Task brief:
Copy the data below word for word, starting at its first line and ending with the line that contains "positive clicks: (84, 479)", including that line. Leave out the pictures.

Data to examine:
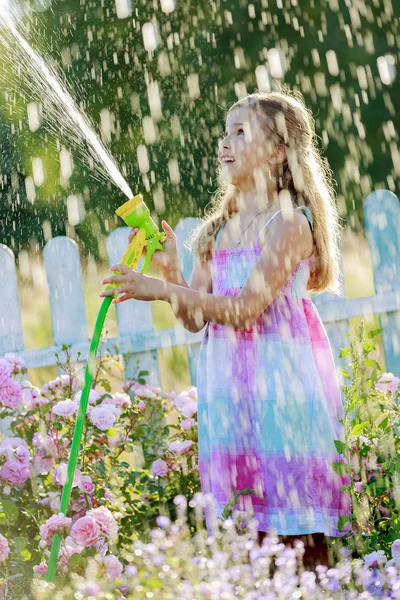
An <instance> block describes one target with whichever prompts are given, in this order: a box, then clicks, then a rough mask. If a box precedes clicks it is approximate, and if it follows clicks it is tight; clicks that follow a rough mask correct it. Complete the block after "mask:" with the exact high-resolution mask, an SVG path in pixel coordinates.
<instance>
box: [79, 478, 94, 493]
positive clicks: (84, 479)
mask: <svg viewBox="0 0 400 600" xmlns="http://www.w3.org/2000/svg"><path fill="white" fill-rule="evenodd" d="M78 488H79V489H80V490H81V492H85V493H86V494H93V492H94V483H93V481H92V478H91V477H89V475H82V477H81V479H80V481H79V483H78Z"/></svg>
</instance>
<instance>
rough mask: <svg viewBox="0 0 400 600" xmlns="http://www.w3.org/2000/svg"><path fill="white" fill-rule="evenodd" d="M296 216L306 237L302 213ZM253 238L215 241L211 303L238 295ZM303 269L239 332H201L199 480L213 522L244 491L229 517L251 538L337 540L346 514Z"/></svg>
mask: <svg viewBox="0 0 400 600" xmlns="http://www.w3.org/2000/svg"><path fill="white" fill-rule="evenodd" d="M298 208H301V209H304V211H305V213H306V216H307V218H308V220H309V222H310V225H311V227H312V217H311V213H310V211H309V210H308V209H307V208H306V207H298ZM278 212H280V211H278ZM278 212H277V213H275V215H273V216H272V217H271V219H270V220H269V221H268V222H267V223H266V224H265V225H264V227H263V229H264V228H265V227H267V225H268V224H269V223H270V222H271V221H272V219H273V218H274V217H275V216H276V214H278ZM219 233H221V231H220V232H219ZM260 233H261V232H260ZM259 235H260V234H259ZM259 235H258V237H257V240H256V244H255V246H254V247H251V248H233V249H229V250H218V249H217V244H218V237H219V235H218V237H217V240H216V244H215V248H216V249H215V250H214V256H213V259H212V265H211V271H212V283H213V293H214V294H215V295H219V296H236V295H238V294H239V292H240V290H241V288H242V287H243V285H244V283H245V281H246V279H247V277H248V275H249V274H250V271H251V270H252V268H253V267H254V265H255V263H256V261H257V259H258V257H259V255H260V247H259V243H258V240H259ZM312 260H313V255H312V256H311V257H310V258H307V259H303V260H301V261H300V262H299V263H298V265H297V266H296V268H295V269H294V271H293V273H292V276H291V277H290V279H289V280H288V281H287V283H286V284H285V286H284V287H283V289H282V290H281V291H280V293H279V294H278V296H277V297H276V298H275V299H274V301H273V302H272V303H271V304H270V305H269V306H268V307H267V309H266V310H265V311H264V312H263V313H262V314H261V315H260V316H259V317H258V318H257V319H256V320H255V321H254V322H253V323H252V325H251V326H250V327H249V328H248V329H245V330H239V329H235V328H234V327H232V326H225V325H217V324H215V323H211V322H210V323H207V325H206V328H205V333H204V338H203V342H202V346H201V349H200V353H199V362H198V377H197V387H198V403H199V404H198V426H199V465H200V475H201V484H202V491H203V492H204V493H211V494H212V495H213V498H214V501H215V504H216V509H217V515H220V514H221V512H222V510H223V509H224V507H225V505H226V503H227V502H228V500H229V498H230V495H231V492H232V491H234V490H243V489H245V488H251V489H254V490H256V491H257V493H258V495H253V494H251V495H246V496H245V495H243V496H241V497H240V498H239V501H238V504H237V505H236V507H235V508H236V509H238V510H245V511H247V510H249V511H250V512H251V513H254V516H255V518H256V519H257V521H258V530H259V531H269V530H274V531H275V533H277V534H279V535H301V534H306V533H318V532H322V533H324V534H325V535H327V536H332V537H340V536H341V535H343V534H342V533H341V532H339V530H338V527H337V524H338V518H339V516H340V515H348V514H350V502H349V499H348V496H347V494H344V493H342V492H341V486H342V485H344V484H346V483H348V478H347V476H343V477H341V476H339V475H337V474H336V473H335V472H334V470H333V469H332V467H331V466H330V463H332V462H338V461H341V460H343V457H341V456H340V455H338V453H337V452H336V449H335V445H334V440H343V439H344V432H343V426H342V424H340V423H339V420H338V419H339V418H340V417H341V416H342V415H343V406H342V396H341V390H340V387H339V382H338V379H337V375H336V371H335V365H334V360H333V356H332V351H331V347H330V344H329V341H328V338H327V334H326V331H325V328H324V326H323V324H322V322H321V319H320V316H319V314H318V312H317V309H316V307H315V305H314V304H313V303H312V301H311V300H310V299H309V297H308V295H307V291H306V288H307V281H308V279H309V275H310V270H311V266H312Z"/></svg>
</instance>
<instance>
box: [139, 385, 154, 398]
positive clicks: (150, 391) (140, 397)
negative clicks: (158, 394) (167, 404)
mask: <svg viewBox="0 0 400 600" xmlns="http://www.w3.org/2000/svg"><path fill="white" fill-rule="evenodd" d="M135 396H138V397H139V398H147V399H148V400H154V399H155V398H157V396H156V394H155V393H154V392H153V391H152V390H151V389H150V388H148V387H139V388H136V389H135Z"/></svg>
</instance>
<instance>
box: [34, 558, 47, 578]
mask: <svg viewBox="0 0 400 600" xmlns="http://www.w3.org/2000/svg"><path fill="white" fill-rule="evenodd" d="M33 572H34V573H38V574H39V575H47V563H45V562H44V560H43V561H42V562H41V563H40V565H35V566H34V567H33Z"/></svg>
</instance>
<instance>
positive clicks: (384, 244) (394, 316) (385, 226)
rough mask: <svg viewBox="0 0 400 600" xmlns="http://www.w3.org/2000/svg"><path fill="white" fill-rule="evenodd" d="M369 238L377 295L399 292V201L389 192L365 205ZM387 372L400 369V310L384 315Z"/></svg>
mask: <svg viewBox="0 0 400 600" xmlns="http://www.w3.org/2000/svg"><path fill="white" fill-rule="evenodd" d="M364 214H365V225H366V231H367V239H368V242H369V247H370V250H371V258H372V268H373V272H374V282H375V291H376V294H377V295H382V296H383V295H384V294H387V293H389V294H394V293H397V294H399V293H400V202H399V199H398V198H397V196H395V195H394V194H393V193H392V192H389V191H388V190H377V191H375V192H372V194H370V195H369V196H368V197H367V198H366V200H365V202H364ZM379 318H380V322H381V327H383V332H382V339H383V346H384V350H385V361H386V369H387V371H391V372H393V373H396V372H398V371H399V369H400V339H399V335H400V311H393V312H390V313H381V314H380V315H379Z"/></svg>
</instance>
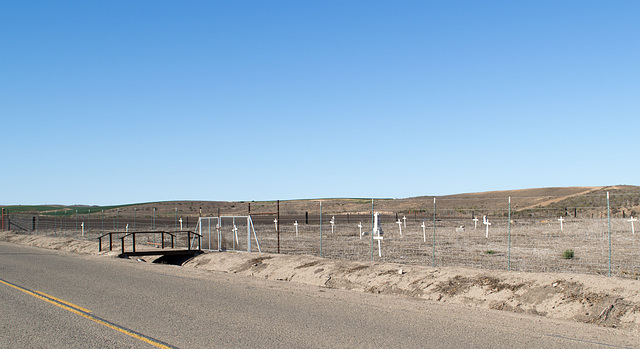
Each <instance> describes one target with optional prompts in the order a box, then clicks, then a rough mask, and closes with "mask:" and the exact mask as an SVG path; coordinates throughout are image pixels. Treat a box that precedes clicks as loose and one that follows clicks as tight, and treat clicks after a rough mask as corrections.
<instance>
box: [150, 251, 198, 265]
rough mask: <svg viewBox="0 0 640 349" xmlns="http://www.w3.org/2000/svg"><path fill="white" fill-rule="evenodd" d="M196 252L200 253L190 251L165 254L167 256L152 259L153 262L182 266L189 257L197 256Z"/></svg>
mask: <svg viewBox="0 0 640 349" xmlns="http://www.w3.org/2000/svg"><path fill="white" fill-rule="evenodd" d="M198 254H200V253H197V254H193V253H190V254H178V255H167V256H162V257H160V258H158V259H156V260H154V261H153V263H155V264H171V265H178V266H182V265H183V264H184V263H186V262H187V261H188V260H190V259H191V258H193V257H195V256H197V255H198Z"/></svg>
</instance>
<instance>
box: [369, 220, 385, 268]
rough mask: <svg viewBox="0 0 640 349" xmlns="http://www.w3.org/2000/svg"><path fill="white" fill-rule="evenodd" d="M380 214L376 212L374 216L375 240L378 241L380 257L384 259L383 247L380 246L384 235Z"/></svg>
mask: <svg viewBox="0 0 640 349" xmlns="http://www.w3.org/2000/svg"><path fill="white" fill-rule="evenodd" d="M379 217H380V213H378V212H376V213H374V215H373V232H372V235H373V238H374V239H375V240H378V257H382V245H381V244H380V241H381V240H383V237H382V234H384V232H383V231H382V226H381V224H380V218H379Z"/></svg>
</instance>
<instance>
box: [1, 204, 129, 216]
mask: <svg viewBox="0 0 640 349" xmlns="http://www.w3.org/2000/svg"><path fill="white" fill-rule="evenodd" d="M135 205H138V204H126V205H113V206H63V205H12V206H4V207H3V208H4V209H5V212H8V213H40V214H45V215H51V216H63V215H68V214H71V213H73V214H75V213H76V210H77V212H78V214H88V213H98V212H101V211H108V210H113V209H117V208H121V207H127V206H135Z"/></svg>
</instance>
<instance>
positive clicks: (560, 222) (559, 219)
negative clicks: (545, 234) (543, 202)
mask: <svg viewBox="0 0 640 349" xmlns="http://www.w3.org/2000/svg"><path fill="white" fill-rule="evenodd" d="M558 220H559V221H560V231H562V229H563V227H562V222H564V218H562V217H560V218H558Z"/></svg>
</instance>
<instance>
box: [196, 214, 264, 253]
mask: <svg viewBox="0 0 640 349" xmlns="http://www.w3.org/2000/svg"><path fill="white" fill-rule="evenodd" d="M196 232H197V233H198V234H200V235H201V236H202V249H203V250H209V251H229V250H233V251H247V252H251V242H252V241H251V234H252V233H253V238H254V239H255V243H256V246H257V247H258V252H262V251H261V250H260V243H259V242H258V236H257V234H256V230H255V228H254V226H253V220H252V219H251V216H220V217H200V218H198V224H197V225H196ZM245 232H246V234H245Z"/></svg>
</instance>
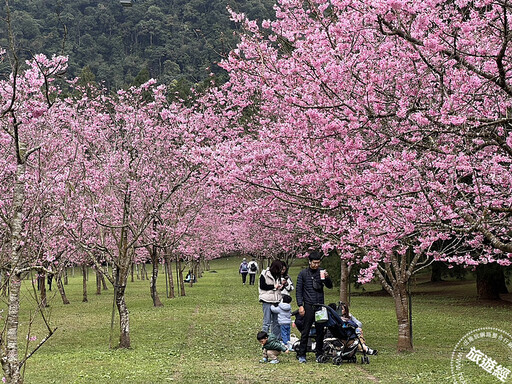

Your solution:
An <instance> block describes one target with whichever prompts are given, in this order: a box, then clicks, then a rough mask. If a box precedes clicks it is approximate, and if it follows clicks it is tight; clicks that follow a rough mask correct it. Complete the block after "mask:" with the exact high-resolution mask, an SVG path in pixel coordinates.
<instance>
box: [79, 478, 94, 493]
positive clicks: (84, 479)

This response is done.